**Problem description**
Please pick out every line below that contains the word "positive" and copy each one unchanged.

━━━━

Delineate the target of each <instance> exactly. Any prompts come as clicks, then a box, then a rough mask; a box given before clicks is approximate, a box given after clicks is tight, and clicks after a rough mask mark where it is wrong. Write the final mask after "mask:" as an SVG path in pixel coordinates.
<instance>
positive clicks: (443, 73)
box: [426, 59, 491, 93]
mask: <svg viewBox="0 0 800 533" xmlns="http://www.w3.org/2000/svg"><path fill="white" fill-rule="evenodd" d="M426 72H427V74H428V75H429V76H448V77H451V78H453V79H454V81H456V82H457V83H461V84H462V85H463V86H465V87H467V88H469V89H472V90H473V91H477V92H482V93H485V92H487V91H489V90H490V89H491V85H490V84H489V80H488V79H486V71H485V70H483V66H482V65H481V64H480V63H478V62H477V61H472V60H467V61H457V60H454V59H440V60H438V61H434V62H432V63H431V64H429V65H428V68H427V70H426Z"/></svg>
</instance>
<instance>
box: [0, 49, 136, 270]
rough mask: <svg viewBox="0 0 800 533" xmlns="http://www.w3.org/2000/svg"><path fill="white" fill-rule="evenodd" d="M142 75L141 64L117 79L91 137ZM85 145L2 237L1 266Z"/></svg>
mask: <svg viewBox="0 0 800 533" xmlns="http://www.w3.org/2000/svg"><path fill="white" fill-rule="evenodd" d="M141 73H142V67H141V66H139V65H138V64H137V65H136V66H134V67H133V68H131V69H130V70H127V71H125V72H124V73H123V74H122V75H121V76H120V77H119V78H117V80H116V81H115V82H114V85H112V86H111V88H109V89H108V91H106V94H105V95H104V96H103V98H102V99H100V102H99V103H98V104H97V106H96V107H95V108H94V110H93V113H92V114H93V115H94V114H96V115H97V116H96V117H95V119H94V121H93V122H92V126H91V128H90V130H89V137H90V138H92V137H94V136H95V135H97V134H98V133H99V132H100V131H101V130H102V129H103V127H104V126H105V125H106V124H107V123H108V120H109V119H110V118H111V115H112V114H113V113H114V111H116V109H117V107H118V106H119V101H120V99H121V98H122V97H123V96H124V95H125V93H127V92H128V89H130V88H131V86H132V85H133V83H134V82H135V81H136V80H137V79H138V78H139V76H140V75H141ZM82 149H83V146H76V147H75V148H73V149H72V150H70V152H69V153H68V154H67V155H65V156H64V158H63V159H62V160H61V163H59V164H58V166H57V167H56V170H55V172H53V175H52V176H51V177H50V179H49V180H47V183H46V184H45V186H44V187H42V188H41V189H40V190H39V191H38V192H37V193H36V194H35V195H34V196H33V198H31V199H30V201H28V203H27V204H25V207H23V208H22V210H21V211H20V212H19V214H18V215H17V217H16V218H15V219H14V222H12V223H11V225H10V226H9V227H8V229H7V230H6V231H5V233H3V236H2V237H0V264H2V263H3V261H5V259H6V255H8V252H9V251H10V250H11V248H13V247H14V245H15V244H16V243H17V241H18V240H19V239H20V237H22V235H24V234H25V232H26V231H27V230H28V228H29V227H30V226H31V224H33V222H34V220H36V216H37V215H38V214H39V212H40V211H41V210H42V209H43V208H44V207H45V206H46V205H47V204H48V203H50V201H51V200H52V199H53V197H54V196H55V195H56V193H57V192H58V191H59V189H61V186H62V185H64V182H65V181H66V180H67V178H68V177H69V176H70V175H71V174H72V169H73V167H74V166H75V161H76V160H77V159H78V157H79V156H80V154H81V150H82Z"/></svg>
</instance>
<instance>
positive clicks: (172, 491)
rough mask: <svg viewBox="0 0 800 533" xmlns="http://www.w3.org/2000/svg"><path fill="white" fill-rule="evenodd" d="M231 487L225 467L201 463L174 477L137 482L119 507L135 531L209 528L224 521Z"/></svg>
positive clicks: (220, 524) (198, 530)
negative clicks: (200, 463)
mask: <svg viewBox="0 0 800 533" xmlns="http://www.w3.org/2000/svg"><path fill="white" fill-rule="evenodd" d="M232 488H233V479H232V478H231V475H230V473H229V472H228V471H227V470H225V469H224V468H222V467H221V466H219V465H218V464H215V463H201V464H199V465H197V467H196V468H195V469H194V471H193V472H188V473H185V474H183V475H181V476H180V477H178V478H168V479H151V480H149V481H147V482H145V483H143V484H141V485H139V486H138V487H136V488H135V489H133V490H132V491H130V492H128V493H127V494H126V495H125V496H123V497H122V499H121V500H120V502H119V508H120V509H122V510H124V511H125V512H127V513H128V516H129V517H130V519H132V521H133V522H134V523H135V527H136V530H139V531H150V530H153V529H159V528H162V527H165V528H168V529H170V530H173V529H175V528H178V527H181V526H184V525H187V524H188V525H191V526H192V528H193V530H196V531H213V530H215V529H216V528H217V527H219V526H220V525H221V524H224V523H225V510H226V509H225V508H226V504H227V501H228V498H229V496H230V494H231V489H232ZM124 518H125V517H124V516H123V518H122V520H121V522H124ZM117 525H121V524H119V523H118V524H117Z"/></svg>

━━━━

**Solution to the exercise**
positive clicks: (443, 73)
positive clicks: (172, 491)
positive clicks: (220, 524) (198, 530)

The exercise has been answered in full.